Do this:
Rewrite the rows below, changing "house" to "building" and keeping everything else the same.

[Rows from a point annotation set]
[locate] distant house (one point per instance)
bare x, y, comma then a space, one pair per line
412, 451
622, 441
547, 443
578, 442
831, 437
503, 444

Result of the task:
[locate] distant building (one point per instance)
bare x, y, comma then a space, one pair per line
412, 451
622, 441
547, 443
578, 442
831, 437
503, 444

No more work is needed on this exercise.